__TASK SET__:
(1) In the comment thread, what better title does the first commenter propose for the article?
(2) Reproduce the part of the comment thread that opens with the words containing "so...why didn't someone" and closes with "are made on.".

__PROVIDED TEXT__:
▶
32 of 983 comments (clear)

  1. Misleading Title by __aaitqo8496 · · Score: 4, Insightful

    The title of this article is quite confusing, if I read it correctly. To me, it reads that *nix variants themselves have 44 security holes (as in something in the underlying OS, such as the kernel). However, upon further reading the story indicates that it is actually the 3rd party software that has holes in it. Sounds a little unfair to *nix environments. Consider blaming Microsoft for all holes in ever Win32 program (oh wait, we already do!) How about a better title like "DJB Announces 44 Security Holes In *nix-based Software"

    1. Re:Misleading Title by WIAKywbfatw · · Score: 4, Insightful

      If you want to get technical you could argue that everything apart from the kernel is *nix-based software. Where do you want to draw the line?

      --

      "Accept that some days you are the pigeon, and some days you are the statue." - David Brent, Wernham Hogg
    2. Re:Misleading Title by Dekke · · Score: 3, Insightful

      Because if it weren't sensationalist, who would ever read it? For the knowledge? Hah! For shame, thinking we want accuracy...

    3. Re:Misleading Title by __aaitqo8496 · · Score: 5, Insightful

      For the sake of argument, what would you consider Windows software? The kernel, the graphics server, the programs that come with every "distribution" of Windows?

      I think that most people would agree that if the program can be *easily* removed from the underlying OS, it's not part of the OS itself. Therefore I would not consider notepad.exe part of the OS, however I would consider explorer.exe (even though it is a seperate application).

      If you don't agree, it's okay, but that's how I think of it.

    4. Re:Misleading Title by FatAlb3rt · · Score: 3, Insightful

      so...why didn't someone just write some intentionally crappy software, stick it on sourceforge, then point out the flaws?

      or better yet, since it sounds as if this is an assignment due at the end of the semester, dive into some code, write up a few paragraphs on what you *think* is a security flaw, and submit it.

      heck, i think the instructor should give credit for explaining 10 good code examples of secure routines.

    5. Re:Misleading Title by stor · · Score: 4, Insightful

      For the sake of argument, what would you consider Windows software? The kernel, the graphics server, the programs that come with every "distribution" of Windows?

      Ahh, this is such stuff that pointless flamewars are made on.

      Cheers
      Stor

      --
      "Yeah well there's a lot of stuff that should be, but isn't"
  2. Re:Don't just take this lying down, IMO by jdray · · Score: 5, Insightful

    I wouldn't get too worked up about it until it happens. I had several college profs who started out the terms saying how they were strict about assignments getting turned in, and how you could fail if you didn't do this or that; I rarely found their bite to be as bad as their bark. Mostly they want to put the fear of them as a deity figure in you, then be gracious later. If they get overwhelmed, they've set a good baseline to fall back on.

    --
    The Spoon
    Updated 6/28/2011
  3. What? by jjshoe · · Score: 3, Insightful

    What no djb tools on the list? That seems the quickest way to fail, find an exploit in a djb tool.

    --
    -- botsex is {grep;touch;strip;unzip;head;mount} /dev/girl -t {wet;fsck;fsck;yes;yes;yes;umount} {/de
  4. Re:Don't just take this lying down, IMO by Marxist+Hacker+42 · · Score: 4, Insightful

    Not disagreeing- but if I was this student, I'd get a few buddies together from the class and point out to the prof:
    1. This is the first term this class has been taught.
◀
__RECORDED INFORMATION__:
▶
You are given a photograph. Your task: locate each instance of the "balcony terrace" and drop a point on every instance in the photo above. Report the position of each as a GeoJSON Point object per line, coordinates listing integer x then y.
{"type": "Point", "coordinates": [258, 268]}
◀
__SOLUTION LIST__:
(1) "DJB Announces 44 Security Holes In *nix-based Software"

(2)
so...why didn't someone just write some intentionally crappy software, stick it on sourceforge, then point out the flaws?

      or better yet, since it sounds as if this is an assignment due at the end of the semester, dive into some code, write up a few paragraphs on what you *think* is a security flaw, and submit it.

      heck, i think the instructor should give credit for explaining 10 good code examples of secure routines.

    5. Re:Misleading Title by stor · · Score: 4, Insightful

      For the sake of argument, what would you consider Windows software? The kernel, the graphics server, the programs that come with every "distribution" of Windows?

      Ahh, this is such stuff that pointless flamewars are made on.